** Begin Input rows **

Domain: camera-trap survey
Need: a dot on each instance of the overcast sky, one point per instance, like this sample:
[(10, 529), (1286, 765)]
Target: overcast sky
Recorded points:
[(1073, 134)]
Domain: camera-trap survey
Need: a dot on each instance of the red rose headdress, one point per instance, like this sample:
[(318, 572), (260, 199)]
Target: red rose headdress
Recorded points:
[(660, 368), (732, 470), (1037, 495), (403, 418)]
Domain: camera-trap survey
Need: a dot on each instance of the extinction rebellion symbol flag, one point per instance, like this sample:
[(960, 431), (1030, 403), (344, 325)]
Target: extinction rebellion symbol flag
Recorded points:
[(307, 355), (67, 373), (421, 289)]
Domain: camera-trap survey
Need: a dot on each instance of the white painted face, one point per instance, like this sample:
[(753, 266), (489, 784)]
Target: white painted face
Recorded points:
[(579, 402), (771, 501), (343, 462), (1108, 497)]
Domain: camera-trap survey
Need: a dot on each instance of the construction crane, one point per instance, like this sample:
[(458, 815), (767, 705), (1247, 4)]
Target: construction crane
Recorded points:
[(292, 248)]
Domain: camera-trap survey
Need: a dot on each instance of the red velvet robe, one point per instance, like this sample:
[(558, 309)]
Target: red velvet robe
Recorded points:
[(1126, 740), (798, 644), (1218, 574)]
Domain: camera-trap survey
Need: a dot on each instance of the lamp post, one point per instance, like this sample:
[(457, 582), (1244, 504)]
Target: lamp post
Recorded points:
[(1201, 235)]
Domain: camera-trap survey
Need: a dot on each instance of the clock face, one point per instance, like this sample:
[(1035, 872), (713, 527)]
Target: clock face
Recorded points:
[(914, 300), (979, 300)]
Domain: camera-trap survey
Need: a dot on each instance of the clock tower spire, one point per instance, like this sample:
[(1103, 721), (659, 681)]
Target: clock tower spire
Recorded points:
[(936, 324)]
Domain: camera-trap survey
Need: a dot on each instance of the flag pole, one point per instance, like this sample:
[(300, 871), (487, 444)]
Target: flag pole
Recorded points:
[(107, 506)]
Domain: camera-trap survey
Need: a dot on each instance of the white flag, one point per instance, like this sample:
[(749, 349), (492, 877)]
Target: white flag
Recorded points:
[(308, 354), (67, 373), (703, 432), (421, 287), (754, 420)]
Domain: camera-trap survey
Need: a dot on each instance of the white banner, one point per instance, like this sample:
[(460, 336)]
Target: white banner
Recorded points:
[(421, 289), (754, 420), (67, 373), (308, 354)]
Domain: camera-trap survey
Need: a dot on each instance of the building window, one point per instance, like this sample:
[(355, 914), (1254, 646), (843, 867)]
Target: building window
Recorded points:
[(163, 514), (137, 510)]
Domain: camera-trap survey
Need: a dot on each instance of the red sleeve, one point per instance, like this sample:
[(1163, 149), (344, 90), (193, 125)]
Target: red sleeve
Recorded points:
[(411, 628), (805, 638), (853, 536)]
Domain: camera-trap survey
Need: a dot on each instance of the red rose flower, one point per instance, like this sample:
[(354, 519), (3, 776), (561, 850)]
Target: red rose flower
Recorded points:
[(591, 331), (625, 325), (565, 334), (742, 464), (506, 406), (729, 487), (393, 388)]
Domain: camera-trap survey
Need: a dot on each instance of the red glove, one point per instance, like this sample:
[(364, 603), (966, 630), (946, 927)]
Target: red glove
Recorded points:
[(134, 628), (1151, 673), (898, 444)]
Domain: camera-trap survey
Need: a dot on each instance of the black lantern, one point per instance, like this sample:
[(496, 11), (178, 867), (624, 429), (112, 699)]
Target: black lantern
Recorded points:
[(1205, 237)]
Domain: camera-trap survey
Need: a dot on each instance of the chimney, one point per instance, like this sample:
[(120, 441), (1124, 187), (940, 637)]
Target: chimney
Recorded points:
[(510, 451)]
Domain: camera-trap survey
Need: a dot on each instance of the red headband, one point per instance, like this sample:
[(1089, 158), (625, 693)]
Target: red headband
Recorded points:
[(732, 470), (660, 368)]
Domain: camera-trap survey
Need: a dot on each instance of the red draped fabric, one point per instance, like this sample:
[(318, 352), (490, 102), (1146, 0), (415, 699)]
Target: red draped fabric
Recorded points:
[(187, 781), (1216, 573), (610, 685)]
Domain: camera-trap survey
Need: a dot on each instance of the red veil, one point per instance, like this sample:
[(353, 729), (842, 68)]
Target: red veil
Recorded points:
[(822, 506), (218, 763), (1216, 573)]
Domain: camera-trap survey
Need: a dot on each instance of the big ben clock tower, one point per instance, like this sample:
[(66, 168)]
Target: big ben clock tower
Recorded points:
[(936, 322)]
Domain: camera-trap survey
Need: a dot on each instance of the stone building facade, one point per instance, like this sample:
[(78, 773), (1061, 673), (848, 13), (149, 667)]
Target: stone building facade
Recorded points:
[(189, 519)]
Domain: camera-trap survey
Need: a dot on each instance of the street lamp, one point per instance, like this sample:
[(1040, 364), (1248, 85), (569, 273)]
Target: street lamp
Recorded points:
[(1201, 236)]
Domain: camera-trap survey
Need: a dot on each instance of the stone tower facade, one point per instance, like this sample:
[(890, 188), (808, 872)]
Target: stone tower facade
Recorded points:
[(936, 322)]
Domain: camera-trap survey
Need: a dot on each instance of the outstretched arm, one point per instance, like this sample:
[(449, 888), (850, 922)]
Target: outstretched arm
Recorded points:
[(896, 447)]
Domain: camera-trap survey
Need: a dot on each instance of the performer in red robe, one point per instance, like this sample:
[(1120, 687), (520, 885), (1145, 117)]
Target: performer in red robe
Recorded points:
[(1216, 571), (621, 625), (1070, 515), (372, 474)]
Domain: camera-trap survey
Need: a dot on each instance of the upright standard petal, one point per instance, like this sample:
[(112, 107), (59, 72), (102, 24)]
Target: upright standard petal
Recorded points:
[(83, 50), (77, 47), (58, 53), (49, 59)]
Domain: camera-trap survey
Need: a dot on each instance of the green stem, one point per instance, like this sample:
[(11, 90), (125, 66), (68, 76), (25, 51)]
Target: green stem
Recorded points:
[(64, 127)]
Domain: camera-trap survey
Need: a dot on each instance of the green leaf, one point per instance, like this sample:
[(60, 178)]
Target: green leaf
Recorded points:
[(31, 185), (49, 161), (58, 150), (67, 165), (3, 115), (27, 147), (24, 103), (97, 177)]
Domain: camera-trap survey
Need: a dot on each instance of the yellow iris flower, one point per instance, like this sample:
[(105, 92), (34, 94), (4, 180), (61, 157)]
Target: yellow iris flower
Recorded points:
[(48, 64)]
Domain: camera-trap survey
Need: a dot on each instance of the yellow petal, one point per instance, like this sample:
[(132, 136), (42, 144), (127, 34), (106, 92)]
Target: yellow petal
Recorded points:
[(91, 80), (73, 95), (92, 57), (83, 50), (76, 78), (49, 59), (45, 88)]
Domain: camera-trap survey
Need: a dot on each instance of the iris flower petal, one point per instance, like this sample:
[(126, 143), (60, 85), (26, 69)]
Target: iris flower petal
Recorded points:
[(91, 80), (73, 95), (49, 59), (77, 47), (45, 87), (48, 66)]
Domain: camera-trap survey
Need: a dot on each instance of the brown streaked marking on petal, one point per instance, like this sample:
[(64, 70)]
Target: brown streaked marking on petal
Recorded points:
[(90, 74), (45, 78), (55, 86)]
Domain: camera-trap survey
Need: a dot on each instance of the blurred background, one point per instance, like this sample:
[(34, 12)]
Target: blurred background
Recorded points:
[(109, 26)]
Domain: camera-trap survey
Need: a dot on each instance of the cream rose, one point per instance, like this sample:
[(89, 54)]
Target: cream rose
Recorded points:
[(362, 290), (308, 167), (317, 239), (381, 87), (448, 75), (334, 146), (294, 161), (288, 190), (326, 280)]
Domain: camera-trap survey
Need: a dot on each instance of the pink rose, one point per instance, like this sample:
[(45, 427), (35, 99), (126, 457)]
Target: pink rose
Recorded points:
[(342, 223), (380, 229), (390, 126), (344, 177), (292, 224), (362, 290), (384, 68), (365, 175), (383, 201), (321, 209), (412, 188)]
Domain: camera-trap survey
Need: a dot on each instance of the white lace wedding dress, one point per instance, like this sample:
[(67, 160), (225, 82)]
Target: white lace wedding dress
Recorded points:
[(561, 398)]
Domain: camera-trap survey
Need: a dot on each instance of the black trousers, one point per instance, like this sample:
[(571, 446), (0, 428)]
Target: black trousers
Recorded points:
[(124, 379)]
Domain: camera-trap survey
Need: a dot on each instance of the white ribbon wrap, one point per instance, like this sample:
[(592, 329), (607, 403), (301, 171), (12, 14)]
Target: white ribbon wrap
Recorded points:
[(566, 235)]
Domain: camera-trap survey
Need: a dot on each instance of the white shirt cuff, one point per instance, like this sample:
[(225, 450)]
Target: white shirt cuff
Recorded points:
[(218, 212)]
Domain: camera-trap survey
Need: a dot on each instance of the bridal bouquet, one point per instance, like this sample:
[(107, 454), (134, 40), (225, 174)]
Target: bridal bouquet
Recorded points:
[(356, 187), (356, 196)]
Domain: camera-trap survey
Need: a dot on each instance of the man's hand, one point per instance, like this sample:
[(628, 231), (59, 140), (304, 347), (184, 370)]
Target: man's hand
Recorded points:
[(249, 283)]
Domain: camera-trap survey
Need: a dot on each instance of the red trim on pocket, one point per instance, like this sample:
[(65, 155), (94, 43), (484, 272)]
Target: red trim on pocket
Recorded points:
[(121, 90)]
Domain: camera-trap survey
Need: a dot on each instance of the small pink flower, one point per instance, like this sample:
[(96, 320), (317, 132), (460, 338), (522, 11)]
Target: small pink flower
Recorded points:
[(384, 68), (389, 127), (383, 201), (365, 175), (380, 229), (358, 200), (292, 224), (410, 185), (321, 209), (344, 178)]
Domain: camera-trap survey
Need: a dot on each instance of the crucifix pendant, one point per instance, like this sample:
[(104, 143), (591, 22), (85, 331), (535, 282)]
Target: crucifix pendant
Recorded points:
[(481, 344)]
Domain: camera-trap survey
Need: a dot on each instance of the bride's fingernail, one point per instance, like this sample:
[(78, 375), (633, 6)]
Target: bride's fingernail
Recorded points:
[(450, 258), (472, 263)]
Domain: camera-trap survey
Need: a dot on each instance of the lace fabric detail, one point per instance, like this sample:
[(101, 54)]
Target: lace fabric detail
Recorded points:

** End Input rows **

> Given problem: Show every line of the rows above that contains the string "window", treating uppercase and lowercase letters as different.

> Full solution:
Need: a dot on each instance of the building window, one point per instance, like this sample:
Target: building window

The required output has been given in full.